Exercise instructions | In the entries from the line with "Locate the bicycle fork, then" up to and including the line with "[[326, 231], [352, 219]]", swap "pannier" for "saddle" and write out those lines with nothing else changed.

Extracted information |

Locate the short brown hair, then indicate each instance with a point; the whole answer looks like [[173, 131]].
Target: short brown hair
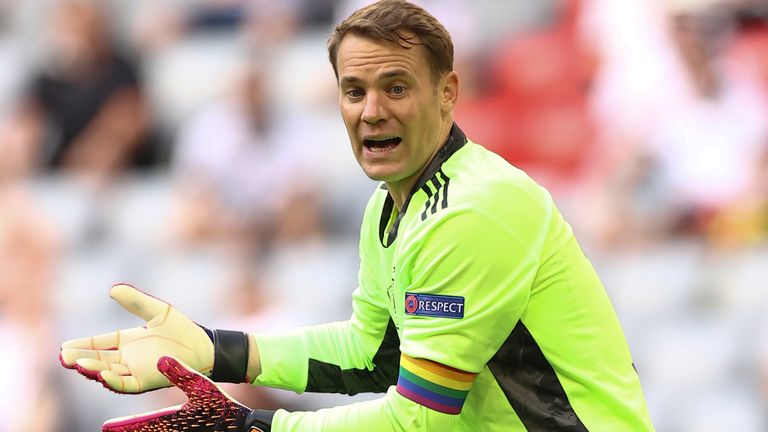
[[390, 21]]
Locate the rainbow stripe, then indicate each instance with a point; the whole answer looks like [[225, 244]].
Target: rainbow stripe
[[436, 386]]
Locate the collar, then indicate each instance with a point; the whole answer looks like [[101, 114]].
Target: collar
[[456, 140]]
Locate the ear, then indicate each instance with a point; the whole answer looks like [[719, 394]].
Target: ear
[[449, 92]]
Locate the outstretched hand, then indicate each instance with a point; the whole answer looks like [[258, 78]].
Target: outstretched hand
[[126, 361], [209, 409]]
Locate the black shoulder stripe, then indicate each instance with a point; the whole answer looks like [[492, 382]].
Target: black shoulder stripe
[[438, 186], [439, 197], [427, 190], [446, 180], [330, 378], [531, 385]]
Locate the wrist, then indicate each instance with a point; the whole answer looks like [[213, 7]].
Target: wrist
[[254, 360], [230, 355]]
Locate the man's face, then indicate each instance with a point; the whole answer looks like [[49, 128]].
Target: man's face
[[394, 111]]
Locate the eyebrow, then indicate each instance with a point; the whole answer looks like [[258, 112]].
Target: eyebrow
[[394, 73]]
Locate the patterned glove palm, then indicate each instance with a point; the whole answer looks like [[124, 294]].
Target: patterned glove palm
[[208, 409], [125, 361]]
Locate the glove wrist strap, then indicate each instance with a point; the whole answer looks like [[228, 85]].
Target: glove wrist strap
[[259, 420], [230, 356]]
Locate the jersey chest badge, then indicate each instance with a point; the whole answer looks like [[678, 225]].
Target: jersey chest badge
[[434, 305]]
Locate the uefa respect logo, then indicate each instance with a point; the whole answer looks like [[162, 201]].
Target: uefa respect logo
[[434, 305], [411, 303]]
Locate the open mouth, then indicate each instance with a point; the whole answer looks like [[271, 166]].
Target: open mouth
[[382, 144]]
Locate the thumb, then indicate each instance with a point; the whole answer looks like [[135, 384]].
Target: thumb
[[138, 302]]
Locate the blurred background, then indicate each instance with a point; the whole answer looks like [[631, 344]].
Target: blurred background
[[194, 149]]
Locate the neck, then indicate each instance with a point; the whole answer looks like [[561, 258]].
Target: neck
[[399, 190]]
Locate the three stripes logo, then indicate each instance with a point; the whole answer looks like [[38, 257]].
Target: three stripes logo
[[436, 189]]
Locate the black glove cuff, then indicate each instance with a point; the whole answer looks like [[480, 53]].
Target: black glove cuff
[[230, 356], [259, 419]]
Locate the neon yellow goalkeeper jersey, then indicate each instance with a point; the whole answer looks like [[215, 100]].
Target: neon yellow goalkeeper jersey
[[476, 310]]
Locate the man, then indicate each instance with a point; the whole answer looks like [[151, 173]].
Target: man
[[476, 309]]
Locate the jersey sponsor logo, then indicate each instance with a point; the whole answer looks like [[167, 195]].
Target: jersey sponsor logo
[[432, 305]]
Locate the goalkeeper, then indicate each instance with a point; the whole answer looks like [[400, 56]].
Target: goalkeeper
[[476, 309]]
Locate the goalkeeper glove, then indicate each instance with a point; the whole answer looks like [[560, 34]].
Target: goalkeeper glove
[[125, 361], [209, 409]]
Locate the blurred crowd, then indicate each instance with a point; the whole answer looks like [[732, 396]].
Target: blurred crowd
[[194, 149]]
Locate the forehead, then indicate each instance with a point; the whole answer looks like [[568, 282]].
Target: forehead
[[359, 55]]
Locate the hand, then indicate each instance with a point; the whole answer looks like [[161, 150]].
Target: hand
[[208, 409], [125, 361]]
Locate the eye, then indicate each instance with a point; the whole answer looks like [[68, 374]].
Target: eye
[[354, 93], [397, 90]]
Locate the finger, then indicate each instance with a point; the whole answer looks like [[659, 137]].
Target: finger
[[106, 341], [138, 302], [93, 367], [140, 422], [119, 383], [69, 356], [184, 377]]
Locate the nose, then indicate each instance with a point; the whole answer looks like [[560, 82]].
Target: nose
[[373, 111]]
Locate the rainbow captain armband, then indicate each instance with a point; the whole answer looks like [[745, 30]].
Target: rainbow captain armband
[[436, 386]]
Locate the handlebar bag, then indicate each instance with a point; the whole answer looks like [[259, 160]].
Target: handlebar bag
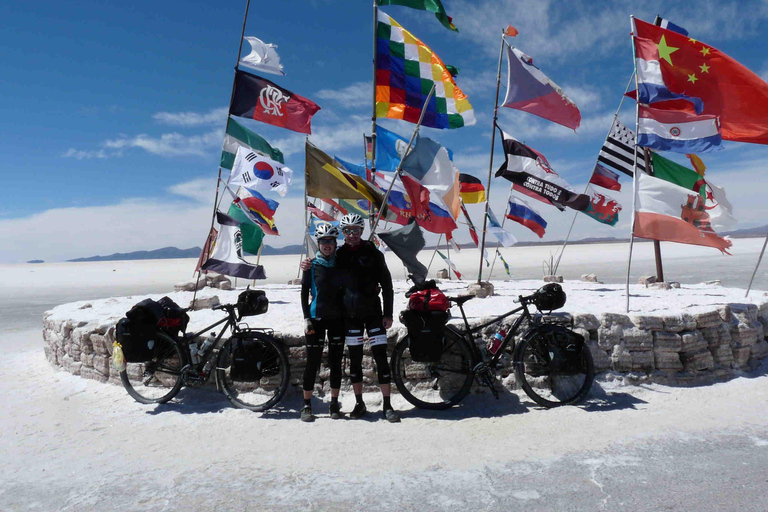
[[425, 333]]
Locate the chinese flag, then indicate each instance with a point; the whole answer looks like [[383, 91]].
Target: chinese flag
[[727, 88]]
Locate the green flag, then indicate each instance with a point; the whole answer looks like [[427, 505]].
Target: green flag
[[252, 234], [434, 6], [672, 172], [238, 135]]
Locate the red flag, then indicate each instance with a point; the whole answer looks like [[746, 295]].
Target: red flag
[[727, 88], [258, 98]]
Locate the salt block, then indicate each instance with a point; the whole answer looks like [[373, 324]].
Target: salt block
[[480, 290]]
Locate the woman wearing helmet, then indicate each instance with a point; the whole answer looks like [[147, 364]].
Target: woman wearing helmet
[[323, 315]]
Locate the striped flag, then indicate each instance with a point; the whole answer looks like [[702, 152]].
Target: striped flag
[[450, 264], [506, 267], [617, 152]]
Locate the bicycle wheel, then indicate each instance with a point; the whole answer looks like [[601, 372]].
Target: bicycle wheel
[[545, 374], [253, 371], [438, 385], [158, 380]]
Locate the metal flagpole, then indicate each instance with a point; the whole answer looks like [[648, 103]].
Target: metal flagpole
[[440, 239], [576, 214], [749, 286], [634, 169], [498, 244], [490, 165], [399, 169]]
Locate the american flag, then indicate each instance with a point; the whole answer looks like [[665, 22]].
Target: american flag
[[617, 150]]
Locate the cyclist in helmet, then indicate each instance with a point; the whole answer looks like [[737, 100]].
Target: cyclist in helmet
[[367, 272], [323, 316]]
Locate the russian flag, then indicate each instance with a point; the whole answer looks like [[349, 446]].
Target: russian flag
[[525, 215], [681, 132]]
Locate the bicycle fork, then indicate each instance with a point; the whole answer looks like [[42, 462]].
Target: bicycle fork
[[486, 377]]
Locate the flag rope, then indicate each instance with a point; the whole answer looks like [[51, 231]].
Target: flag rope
[[576, 214], [490, 164]]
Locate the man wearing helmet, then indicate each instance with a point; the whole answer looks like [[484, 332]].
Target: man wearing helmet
[[366, 274], [324, 314]]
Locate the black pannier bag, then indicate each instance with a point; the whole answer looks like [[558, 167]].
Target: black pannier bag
[[175, 319], [425, 333], [247, 360], [251, 303], [136, 332], [564, 347]]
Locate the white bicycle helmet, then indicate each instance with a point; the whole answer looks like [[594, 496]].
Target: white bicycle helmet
[[326, 231], [352, 219]]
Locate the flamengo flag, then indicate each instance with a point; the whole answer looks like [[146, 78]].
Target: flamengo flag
[[471, 189], [681, 132], [530, 174], [406, 69], [728, 89], [263, 57], [521, 212], [257, 172], [620, 149], [258, 98], [239, 136], [605, 178], [602, 208], [227, 256], [671, 213], [450, 264], [529, 90]]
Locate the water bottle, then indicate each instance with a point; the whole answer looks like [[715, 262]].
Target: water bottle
[[207, 343], [495, 343], [193, 352]]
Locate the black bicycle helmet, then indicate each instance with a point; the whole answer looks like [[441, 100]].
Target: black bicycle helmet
[[549, 297]]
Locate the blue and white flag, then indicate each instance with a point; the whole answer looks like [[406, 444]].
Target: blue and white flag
[[678, 131], [227, 257]]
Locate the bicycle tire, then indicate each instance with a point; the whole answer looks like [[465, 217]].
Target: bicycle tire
[[439, 385], [272, 370], [543, 381], [159, 380]]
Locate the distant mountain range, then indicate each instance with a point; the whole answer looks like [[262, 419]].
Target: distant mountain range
[[174, 253]]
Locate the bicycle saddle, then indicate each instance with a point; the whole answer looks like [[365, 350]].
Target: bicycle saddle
[[461, 299]]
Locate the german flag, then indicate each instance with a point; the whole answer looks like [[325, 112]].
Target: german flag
[[472, 191]]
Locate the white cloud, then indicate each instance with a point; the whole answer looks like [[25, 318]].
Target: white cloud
[[170, 144], [355, 95], [216, 116], [85, 155]]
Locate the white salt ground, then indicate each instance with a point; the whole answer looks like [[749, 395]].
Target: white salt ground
[[78, 445]]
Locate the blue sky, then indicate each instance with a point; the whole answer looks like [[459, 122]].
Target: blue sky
[[112, 114]]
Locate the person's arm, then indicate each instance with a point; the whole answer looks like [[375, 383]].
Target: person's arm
[[387, 293]]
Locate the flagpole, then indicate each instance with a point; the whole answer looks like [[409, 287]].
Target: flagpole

Correct answer |
Locate the bicycle fork, then indicate each instance with a point; the whole answer looks like [[42, 462]].
Target: bicycle fork
[[486, 377]]
Locate the flag rope, then indicate each instance with a point; the whole answer looks like [[51, 231]].
Target: flag rope
[[576, 214], [490, 164]]
Locate the man wearing helmet, then indicate each instance with a point; the whole answer looks like [[484, 332]].
Target: man wearing helmet
[[366, 274], [324, 314]]
Locate the black saddle bag, then indicate each instance with a point; the whole answer looks like [[558, 167]].
Target: black saddle bag
[[175, 319], [425, 333], [247, 360], [251, 303], [136, 332], [564, 347]]
Locate the white bicycle helmet, then indicate each instance with a point; the whole answer looks like [[594, 496]].
Target: white bicycle helmet
[[326, 231], [352, 219]]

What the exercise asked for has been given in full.